◆ Data extract
——————————

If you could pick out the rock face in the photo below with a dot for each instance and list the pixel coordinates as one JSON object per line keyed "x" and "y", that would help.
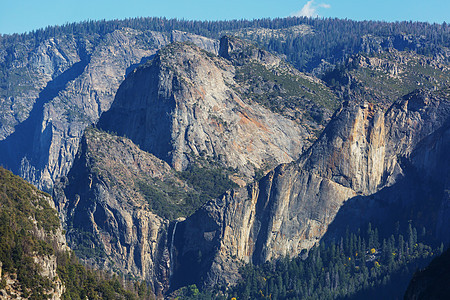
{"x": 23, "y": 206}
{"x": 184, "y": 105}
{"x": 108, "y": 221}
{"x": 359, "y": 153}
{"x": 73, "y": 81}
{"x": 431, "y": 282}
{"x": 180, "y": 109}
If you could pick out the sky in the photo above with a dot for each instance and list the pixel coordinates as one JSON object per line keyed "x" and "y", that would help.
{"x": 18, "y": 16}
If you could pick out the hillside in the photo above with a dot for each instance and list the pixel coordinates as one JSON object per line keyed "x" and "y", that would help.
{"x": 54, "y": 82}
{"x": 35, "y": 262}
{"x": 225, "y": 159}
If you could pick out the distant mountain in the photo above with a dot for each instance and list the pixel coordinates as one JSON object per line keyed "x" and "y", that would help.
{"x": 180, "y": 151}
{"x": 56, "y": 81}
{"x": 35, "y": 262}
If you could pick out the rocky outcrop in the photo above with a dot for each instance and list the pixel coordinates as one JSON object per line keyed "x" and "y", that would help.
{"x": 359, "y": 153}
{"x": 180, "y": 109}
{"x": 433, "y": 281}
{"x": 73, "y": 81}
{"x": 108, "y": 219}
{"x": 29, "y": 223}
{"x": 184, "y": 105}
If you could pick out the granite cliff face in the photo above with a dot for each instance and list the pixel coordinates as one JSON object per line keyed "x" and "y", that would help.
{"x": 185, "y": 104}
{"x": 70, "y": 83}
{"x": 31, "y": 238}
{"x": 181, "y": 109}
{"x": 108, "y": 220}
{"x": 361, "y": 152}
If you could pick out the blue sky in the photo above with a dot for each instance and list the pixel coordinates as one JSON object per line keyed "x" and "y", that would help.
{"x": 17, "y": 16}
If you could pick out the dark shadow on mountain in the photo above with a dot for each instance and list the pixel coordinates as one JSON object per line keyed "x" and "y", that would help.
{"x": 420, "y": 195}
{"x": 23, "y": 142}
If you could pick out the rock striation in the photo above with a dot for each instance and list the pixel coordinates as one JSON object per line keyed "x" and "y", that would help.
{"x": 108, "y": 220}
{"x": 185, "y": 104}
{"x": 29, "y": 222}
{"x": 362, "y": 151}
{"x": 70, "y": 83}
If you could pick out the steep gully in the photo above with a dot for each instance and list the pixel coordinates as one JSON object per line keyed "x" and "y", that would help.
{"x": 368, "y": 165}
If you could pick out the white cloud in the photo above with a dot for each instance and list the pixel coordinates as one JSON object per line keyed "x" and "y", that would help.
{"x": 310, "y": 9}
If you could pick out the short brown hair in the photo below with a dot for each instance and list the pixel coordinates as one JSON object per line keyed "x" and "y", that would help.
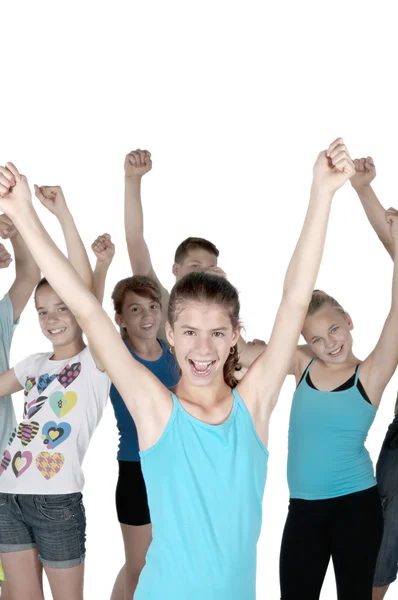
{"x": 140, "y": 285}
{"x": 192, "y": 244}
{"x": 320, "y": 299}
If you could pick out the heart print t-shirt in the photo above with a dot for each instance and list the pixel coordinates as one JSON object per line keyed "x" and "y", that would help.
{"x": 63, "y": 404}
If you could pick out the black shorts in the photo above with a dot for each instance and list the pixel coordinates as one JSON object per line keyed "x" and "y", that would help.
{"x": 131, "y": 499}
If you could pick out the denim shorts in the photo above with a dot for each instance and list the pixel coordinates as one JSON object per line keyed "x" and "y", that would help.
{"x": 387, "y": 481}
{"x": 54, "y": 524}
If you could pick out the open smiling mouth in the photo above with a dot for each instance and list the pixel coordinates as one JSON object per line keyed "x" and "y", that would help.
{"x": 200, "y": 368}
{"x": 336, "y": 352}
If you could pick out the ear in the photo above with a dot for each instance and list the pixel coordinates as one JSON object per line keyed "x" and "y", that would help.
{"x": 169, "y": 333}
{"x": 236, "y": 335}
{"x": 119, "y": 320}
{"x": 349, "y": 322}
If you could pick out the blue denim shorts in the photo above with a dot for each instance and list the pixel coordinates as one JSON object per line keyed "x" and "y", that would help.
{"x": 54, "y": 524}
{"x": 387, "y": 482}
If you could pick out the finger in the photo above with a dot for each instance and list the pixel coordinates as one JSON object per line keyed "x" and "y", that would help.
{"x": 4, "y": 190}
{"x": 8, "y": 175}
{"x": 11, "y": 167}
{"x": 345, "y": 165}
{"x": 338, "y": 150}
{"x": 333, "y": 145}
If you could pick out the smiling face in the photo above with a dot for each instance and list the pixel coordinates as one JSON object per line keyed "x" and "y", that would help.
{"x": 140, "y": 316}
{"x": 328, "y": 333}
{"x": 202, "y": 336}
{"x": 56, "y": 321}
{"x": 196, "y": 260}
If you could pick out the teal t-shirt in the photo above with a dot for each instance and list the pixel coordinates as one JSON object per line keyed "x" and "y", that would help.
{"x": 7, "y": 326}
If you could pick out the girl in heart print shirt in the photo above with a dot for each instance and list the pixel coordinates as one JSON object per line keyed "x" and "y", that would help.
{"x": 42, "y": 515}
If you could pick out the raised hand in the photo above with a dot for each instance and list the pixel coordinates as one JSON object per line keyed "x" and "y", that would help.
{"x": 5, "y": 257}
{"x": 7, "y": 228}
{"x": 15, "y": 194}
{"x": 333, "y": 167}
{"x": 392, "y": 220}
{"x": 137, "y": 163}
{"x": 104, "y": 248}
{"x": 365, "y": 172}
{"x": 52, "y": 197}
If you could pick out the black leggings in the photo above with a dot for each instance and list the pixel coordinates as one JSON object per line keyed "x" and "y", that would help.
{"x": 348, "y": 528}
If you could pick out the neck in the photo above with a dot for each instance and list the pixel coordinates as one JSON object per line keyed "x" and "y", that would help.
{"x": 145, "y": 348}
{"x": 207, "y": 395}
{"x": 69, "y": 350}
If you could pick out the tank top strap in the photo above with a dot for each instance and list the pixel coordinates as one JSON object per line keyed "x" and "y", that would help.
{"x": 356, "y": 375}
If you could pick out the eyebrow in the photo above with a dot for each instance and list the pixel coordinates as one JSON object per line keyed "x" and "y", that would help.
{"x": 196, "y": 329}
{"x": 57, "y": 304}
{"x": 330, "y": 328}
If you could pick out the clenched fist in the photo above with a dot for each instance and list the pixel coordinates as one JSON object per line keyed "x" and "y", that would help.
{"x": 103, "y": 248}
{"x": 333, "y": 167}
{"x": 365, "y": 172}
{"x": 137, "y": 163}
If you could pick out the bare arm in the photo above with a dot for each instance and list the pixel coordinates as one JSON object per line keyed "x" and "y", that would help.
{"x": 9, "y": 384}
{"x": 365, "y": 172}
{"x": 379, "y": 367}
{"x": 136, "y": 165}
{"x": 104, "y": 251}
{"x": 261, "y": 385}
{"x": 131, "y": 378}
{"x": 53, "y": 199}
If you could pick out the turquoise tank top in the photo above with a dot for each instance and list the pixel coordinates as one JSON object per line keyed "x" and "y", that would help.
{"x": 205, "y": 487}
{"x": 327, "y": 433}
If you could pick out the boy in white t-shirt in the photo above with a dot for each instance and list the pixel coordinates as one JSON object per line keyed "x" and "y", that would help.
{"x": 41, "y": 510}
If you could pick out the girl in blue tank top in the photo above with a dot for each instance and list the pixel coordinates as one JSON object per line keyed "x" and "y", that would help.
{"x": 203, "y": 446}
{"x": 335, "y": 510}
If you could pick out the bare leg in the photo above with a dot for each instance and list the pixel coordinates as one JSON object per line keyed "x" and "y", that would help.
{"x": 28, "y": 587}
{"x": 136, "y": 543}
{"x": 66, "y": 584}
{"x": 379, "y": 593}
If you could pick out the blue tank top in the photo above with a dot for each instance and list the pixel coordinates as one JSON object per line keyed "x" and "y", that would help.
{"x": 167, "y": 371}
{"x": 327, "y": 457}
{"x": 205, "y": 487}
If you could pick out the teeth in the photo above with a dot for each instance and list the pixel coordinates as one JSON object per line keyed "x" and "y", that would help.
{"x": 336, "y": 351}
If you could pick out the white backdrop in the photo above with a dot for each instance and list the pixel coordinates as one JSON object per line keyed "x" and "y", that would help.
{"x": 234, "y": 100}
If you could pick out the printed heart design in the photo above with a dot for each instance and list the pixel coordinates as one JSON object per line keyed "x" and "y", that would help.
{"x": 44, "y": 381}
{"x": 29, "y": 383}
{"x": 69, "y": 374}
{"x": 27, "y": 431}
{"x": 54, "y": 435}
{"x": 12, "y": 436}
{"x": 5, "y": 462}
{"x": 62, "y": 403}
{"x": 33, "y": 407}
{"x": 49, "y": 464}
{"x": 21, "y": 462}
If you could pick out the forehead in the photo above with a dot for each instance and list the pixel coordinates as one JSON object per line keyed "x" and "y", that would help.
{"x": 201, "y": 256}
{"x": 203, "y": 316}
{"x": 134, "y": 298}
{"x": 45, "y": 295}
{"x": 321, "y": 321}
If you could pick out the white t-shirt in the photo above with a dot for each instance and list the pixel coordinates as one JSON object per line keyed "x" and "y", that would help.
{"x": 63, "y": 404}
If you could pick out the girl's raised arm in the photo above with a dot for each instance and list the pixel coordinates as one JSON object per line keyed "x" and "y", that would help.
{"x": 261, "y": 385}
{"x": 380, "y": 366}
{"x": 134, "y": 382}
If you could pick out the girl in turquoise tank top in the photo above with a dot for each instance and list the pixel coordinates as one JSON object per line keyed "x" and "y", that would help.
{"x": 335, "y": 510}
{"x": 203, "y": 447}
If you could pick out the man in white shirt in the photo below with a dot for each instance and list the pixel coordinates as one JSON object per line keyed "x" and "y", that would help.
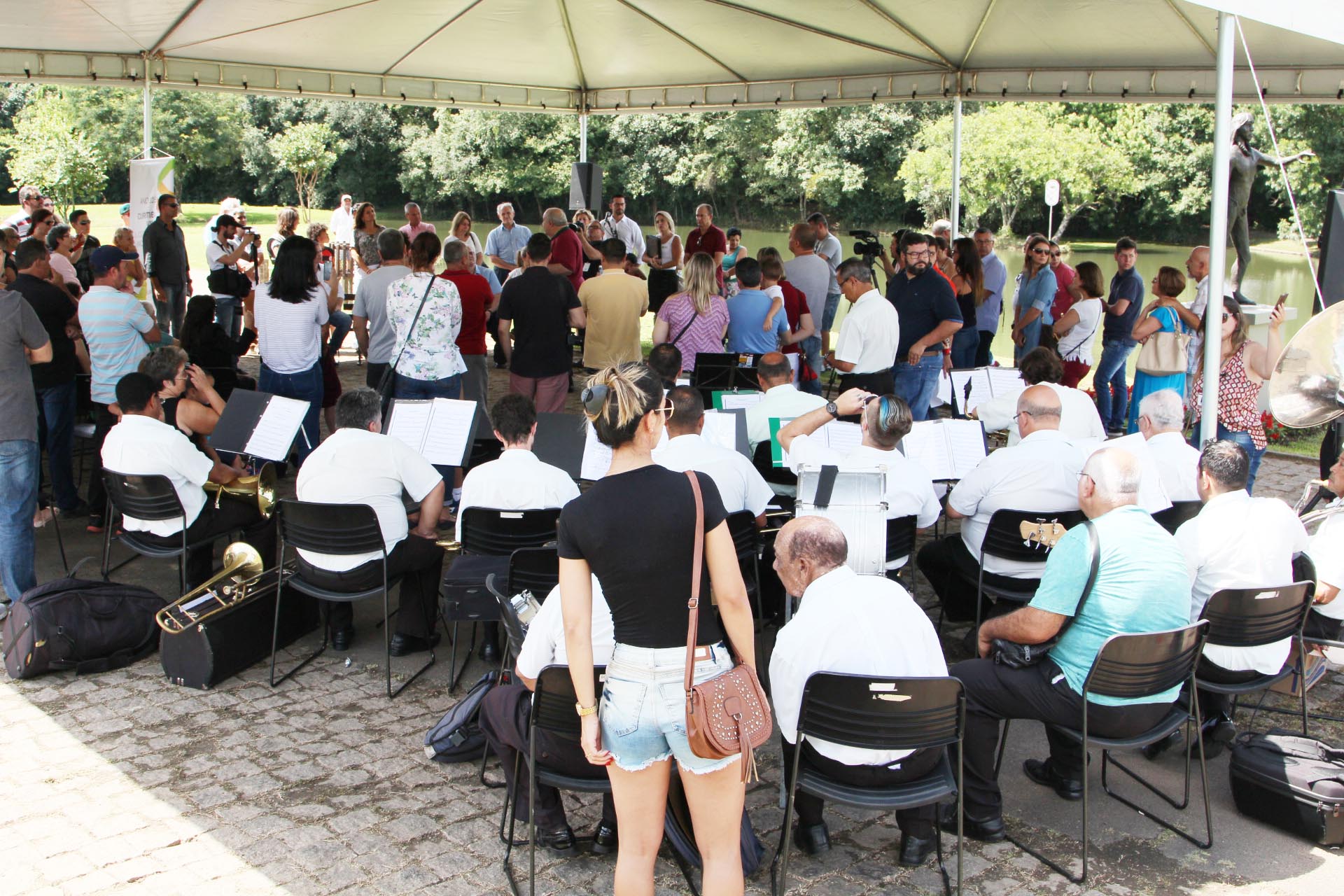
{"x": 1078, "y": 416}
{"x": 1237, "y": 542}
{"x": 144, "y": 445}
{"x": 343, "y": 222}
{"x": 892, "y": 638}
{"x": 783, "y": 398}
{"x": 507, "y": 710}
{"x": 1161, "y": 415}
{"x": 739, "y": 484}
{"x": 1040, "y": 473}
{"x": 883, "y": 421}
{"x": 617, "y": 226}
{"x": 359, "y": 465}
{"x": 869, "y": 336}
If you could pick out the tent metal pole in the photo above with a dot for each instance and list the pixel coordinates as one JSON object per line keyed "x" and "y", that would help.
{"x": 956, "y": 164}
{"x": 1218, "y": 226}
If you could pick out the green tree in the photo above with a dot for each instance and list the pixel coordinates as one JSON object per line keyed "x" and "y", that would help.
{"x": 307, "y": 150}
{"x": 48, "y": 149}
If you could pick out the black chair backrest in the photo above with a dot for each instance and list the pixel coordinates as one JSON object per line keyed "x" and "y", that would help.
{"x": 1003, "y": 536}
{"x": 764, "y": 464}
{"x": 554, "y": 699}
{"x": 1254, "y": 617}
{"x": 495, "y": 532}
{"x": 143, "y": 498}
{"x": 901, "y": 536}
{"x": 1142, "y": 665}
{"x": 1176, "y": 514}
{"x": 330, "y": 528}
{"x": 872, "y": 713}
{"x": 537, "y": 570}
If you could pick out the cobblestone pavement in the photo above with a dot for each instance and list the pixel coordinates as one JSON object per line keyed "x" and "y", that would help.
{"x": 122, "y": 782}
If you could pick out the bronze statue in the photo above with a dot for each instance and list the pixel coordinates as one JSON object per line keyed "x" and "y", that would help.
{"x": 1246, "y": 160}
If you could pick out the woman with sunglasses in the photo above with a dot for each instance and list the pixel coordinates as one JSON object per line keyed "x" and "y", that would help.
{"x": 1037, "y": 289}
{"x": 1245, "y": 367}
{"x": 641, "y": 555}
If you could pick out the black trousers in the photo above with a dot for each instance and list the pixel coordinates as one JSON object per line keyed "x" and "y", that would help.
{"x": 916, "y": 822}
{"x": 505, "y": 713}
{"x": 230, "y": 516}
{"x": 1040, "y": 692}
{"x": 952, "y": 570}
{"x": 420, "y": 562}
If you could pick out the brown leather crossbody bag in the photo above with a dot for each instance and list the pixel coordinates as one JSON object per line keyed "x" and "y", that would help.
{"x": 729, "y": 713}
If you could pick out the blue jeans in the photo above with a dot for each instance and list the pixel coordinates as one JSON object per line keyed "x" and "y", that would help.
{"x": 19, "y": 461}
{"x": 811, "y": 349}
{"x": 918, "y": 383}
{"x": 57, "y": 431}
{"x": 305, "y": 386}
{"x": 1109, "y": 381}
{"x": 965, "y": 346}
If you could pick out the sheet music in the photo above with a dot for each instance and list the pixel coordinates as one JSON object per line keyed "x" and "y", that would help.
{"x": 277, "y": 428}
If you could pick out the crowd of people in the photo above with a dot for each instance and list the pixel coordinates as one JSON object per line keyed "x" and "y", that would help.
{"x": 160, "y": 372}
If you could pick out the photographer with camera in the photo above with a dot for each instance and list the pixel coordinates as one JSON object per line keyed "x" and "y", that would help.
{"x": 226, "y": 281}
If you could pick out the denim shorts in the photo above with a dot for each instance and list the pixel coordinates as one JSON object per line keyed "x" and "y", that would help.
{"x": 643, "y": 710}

——————————

◆ What you need to do
Please retype, exactly as written, every line from the line containing "If you could pick out the black trousers" through the last line of the records above, including both of those lines, and nothing else.

◆ Written solution
If you could pick out the black trousers in the photo above with a dot for each instance and list the pixel coordinates as one JSON object per line keyed "x" and "y", that would help.
{"x": 916, "y": 822}
{"x": 505, "y": 713}
{"x": 230, "y": 516}
{"x": 1040, "y": 692}
{"x": 952, "y": 570}
{"x": 420, "y": 562}
If you could pick out the brown leather crossbody bag in the photo above with a dot for each instance and list the pixel coordinates as one JSON object per line keyed "x" and "y", that would help.
{"x": 729, "y": 713}
If you could pick out the blue jeans in the photo above with a dot for each instance and list the pixel coordinates as one JSON object per line keyed "x" and "y", that would help.
{"x": 19, "y": 461}
{"x": 811, "y": 349}
{"x": 918, "y": 383}
{"x": 57, "y": 431}
{"x": 305, "y": 386}
{"x": 1109, "y": 381}
{"x": 965, "y": 346}
If you could pick out the sheet music in the photo above with a dot for each instance and list the pixel coordinates as one JSON object per line keyed "x" and "y", that would help.
{"x": 277, "y": 428}
If you could pick out the crowd of people in the photo above with a dot for each instance and list the pixel coordinates as one JSON object per line keyed "x" and "y", that would help.
{"x": 160, "y": 372}
If you could pick out the photographer with camera in the photo above with a dot for each instance and list the pixel coordinates as one JSON object per line keyed "x" and "y", that would help.
{"x": 226, "y": 281}
If you could pick out the denim shorts in the photo above with a dot for each instance and list the pixel coordinates as one JSON object per line keyed "x" and "y", that would help.
{"x": 643, "y": 710}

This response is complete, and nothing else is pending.